Start of Records shown

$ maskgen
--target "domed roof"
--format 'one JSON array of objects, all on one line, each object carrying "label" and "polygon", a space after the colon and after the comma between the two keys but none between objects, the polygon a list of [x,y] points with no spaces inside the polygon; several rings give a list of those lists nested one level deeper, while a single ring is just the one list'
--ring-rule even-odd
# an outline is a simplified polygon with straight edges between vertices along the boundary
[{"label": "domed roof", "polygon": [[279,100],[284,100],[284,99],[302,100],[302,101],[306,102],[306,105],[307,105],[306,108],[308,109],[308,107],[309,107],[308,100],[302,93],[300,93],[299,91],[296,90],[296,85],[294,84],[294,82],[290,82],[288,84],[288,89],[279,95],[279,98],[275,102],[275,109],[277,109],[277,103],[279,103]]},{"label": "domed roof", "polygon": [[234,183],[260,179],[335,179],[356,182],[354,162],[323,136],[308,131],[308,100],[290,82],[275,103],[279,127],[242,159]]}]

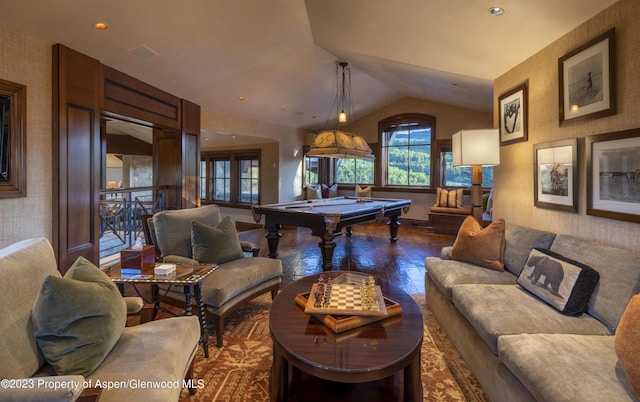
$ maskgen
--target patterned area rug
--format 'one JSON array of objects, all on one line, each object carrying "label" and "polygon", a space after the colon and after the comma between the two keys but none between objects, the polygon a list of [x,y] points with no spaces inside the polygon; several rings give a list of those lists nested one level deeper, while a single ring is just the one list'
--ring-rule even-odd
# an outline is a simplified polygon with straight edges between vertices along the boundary
[{"label": "patterned area rug", "polygon": [[[427,310],[423,295],[413,295],[425,327],[422,344],[422,387],[425,401],[488,401],[473,374]],[[204,385],[187,401],[268,401],[272,344],[268,295],[261,296],[227,318],[224,346],[209,348],[209,359],[198,349],[194,378]],[[215,341],[211,340],[212,344]]]}]

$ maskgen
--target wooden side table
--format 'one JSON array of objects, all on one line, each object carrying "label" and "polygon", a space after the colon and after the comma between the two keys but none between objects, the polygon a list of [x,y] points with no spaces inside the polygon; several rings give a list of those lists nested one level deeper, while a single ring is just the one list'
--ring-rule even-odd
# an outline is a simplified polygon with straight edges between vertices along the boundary
[{"label": "wooden side table", "polygon": [[[178,265],[176,271],[170,275],[156,275],[155,264],[142,264],[142,269],[121,268],[120,264],[106,268],[104,272],[111,280],[122,286],[125,283],[149,284],[153,286],[152,300],[157,311],[160,301],[157,297],[158,285],[182,286],[184,289],[184,315],[191,315],[191,293],[196,298],[198,305],[198,318],[200,319],[200,341],[204,349],[205,358],[209,357],[209,330],[207,326],[206,309],[202,300],[202,280],[218,269],[217,264]],[[155,312],[154,312],[155,318]]]}]

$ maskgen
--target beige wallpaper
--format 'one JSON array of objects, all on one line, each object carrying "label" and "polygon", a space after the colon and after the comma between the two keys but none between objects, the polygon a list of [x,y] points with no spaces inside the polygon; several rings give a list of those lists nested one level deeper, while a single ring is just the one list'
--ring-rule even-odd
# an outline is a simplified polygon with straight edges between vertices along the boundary
[{"label": "beige wallpaper", "polygon": [[27,197],[0,199],[0,247],[51,239],[51,44],[0,26],[0,78],[27,86]]},{"label": "beige wallpaper", "polygon": [[[345,131],[378,142],[378,122],[401,113],[424,113],[436,118],[436,138],[447,139],[462,129],[492,126],[491,113],[464,109],[417,98],[402,98],[344,127]],[[356,116],[357,117],[357,116]]]},{"label": "beige wallpaper", "polygon": [[[529,80],[529,140],[501,149],[495,170],[494,213],[514,222],[556,233],[573,234],[605,244],[640,249],[640,224],[586,215],[586,163],[584,137],[640,127],[640,2],[620,0],[592,20],[494,82],[494,109],[498,97]],[[615,27],[617,114],[584,123],[559,126],[558,58]],[[498,127],[494,113],[494,127]],[[581,139],[579,147],[579,212],[569,213],[534,206],[533,145],[568,138]]]},{"label": "beige wallpaper", "polygon": [[[277,143],[261,144],[264,180],[261,198],[267,202],[291,201],[302,194],[302,146],[304,133],[292,127],[202,110],[203,131],[224,131],[270,138]],[[251,148],[251,147],[249,147]],[[253,147],[255,148],[255,146]],[[209,146],[206,150],[224,149]],[[277,185],[274,185],[277,183]]]}]

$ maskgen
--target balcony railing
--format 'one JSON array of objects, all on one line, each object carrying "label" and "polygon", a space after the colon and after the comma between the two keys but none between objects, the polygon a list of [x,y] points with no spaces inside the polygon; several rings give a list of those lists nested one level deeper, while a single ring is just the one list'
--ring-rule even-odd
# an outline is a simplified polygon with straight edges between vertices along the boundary
[{"label": "balcony railing", "polygon": [[166,187],[113,188],[100,191],[100,257],[144,243],[142,217],[166,208]]}]

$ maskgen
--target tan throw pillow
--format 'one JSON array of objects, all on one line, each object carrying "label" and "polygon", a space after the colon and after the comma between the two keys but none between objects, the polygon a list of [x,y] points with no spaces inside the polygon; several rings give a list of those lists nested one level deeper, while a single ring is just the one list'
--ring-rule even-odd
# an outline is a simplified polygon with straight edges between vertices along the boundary
[{"label": "tan throw pillow", "polygon": [[322,187],[316,184],[309,184],[306,187],[307,200],[319,200],[322,198]]},{"label": "tan throw pillow", "polygon": [[438,187],[436,203],[433,206],[443,208],[462,208],[462,195],[462,189],[445,190]]},{"label": "tan throw pillow", "polygon": [[615,348],[620,366],[631,387],[640,398],[640,295],[635,295],[627,304],[616,329]]},{"label": "tan throw pillow", "polygon": [[451,259],[503,271],[504,219],[483,229],[473,216],[466,217],[453,243]]},{"label": "tan throw pillow", "polygon": [[371,198],[371,186],[361,187],[359,184],[356,184],[355,196]]}]

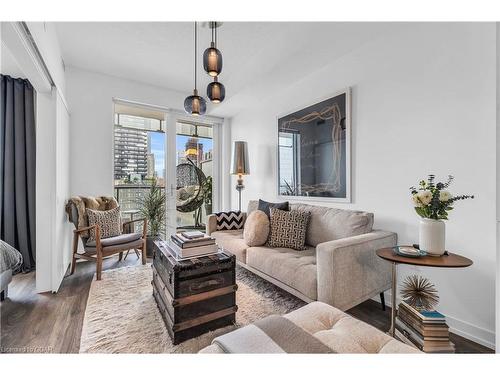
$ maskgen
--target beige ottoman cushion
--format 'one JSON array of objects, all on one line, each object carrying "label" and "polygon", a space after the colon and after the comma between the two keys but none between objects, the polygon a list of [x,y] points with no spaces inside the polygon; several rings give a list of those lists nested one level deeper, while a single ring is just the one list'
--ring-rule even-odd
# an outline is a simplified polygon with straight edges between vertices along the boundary
[{"label": "beige ottoman cushion", "polygon": [[269,218],[260,210],[248,215],[243,229],[243,239],[248,246],[264,245],[269,236]]}]

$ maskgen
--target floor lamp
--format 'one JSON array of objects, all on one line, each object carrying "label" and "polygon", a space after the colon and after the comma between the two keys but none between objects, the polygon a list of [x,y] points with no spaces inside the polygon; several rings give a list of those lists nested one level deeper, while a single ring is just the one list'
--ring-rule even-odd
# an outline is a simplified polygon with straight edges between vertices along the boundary
[{"label": "floor lamp", "polygon": [[241,191],[245,188],[243,175],[250,174],[248,145],[245,141],[235,141],[233,144],[231,174],[238,175],[236,190],[238,191],[238,209],[241,211]]}]

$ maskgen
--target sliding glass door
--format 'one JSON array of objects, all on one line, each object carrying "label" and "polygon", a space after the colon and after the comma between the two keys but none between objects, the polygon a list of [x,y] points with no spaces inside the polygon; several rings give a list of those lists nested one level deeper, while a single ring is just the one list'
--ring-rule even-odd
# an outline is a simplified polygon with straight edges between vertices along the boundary
[{"label": "sliding glass door", "polygon": [[149,216],[151,234],[163,238],[205,230],[220,201],[221,122],[122,101],[114,109],[113,183],[124,218]]}]

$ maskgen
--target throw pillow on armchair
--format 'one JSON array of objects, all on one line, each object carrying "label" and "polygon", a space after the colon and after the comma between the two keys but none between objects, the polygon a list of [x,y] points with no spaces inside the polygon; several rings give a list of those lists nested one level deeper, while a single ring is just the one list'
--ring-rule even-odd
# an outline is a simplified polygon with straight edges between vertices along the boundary
[{"label": "throw pillow on armchair", "polygon": [[269,236],[269,218],[260,211],[255,210],[248,215],[243,229],[243,239],[248,246],[264,245]]}]

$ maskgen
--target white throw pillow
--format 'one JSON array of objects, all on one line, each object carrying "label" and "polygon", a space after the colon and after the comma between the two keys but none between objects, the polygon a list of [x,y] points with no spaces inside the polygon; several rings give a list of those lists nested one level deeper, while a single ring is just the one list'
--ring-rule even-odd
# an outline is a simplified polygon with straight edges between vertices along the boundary
[{"label": "white throw pillow", "polygon": [[243,239],[248,246],[264,245],[269,236],[269,218],[260,210],[248,215],[243,229]]}]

End of Records shown

Every line in the data that holds "target" should be copied out.

Task result
--target "domed roof"
--target patterned area rug
--target wooden side table
--target beige wallpaper
--target balcony railing
--target tan throw pillow
--target beige ottoman cushion
--target floor lamp
--target sliding glass door
--target throw pillow on armchair
--target white throw pillow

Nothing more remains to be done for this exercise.